Pick out each line in the material below that contains the string "every" and copy those lines. Treat uppercase and lowercase as different.

╭──

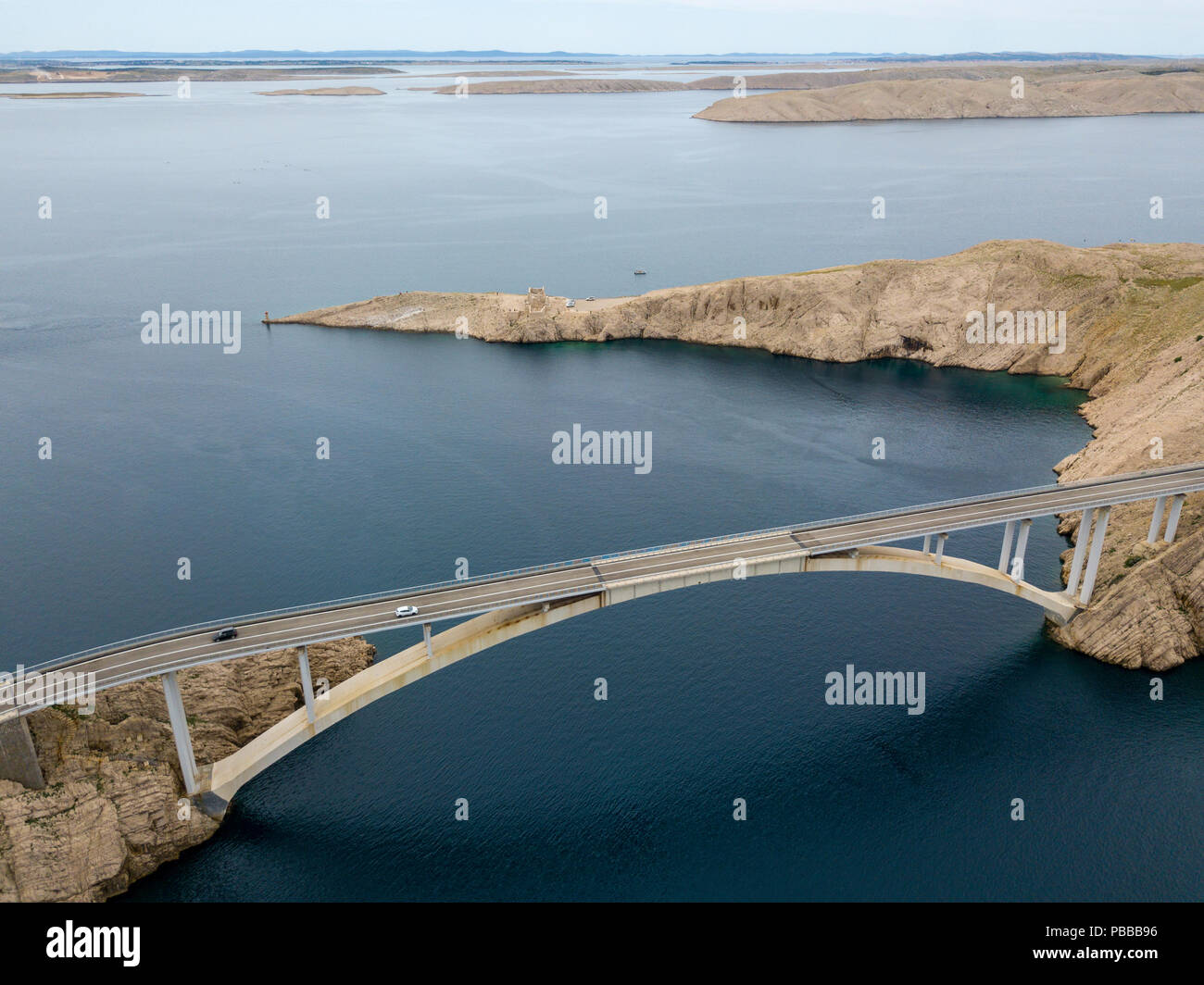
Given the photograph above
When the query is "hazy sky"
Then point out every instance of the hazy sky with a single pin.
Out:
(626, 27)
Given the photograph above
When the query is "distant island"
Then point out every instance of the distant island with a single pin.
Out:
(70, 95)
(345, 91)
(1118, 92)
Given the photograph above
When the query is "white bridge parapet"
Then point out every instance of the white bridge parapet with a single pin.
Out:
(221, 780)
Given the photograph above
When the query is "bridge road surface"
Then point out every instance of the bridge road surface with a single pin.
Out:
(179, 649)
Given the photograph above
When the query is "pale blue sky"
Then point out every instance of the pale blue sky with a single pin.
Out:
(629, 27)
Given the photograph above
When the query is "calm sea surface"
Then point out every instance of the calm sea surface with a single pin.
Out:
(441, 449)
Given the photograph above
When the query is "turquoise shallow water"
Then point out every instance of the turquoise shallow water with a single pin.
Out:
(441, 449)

╰──

§ **REPLY**:
Then point out every instance of the hazy sky with a single pin.
Then point out every instance of the distant island with a single pin.
Then point out every instance of the white bridge parapet with a single pin.
Then point out every instance of the bridge road surface with a single pin.
Then point out every instance of the pale blue sky with a single pin.
Then point out every instance of the calm sea surface with a single pin.
Then point out every instance of the turquoise shallow water with a single pin.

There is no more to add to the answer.